→ **What is asked**: Can you copy each of the following records line for line, without changing a single character?

→ **Dataset content**:

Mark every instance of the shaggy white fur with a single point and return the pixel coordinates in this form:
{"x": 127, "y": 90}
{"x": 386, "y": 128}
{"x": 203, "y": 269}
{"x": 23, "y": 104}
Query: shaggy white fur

→ **Exercise response**:
Mark every instance of the shaggy white fur with a single point and return the pixel coordinates in this form:
{"x": 127, "y": 90}
{"x": 386, "y": 128}
{"x": 203, "y": 269}
{"x": 23, "y": 104}
Query: shaggy white fur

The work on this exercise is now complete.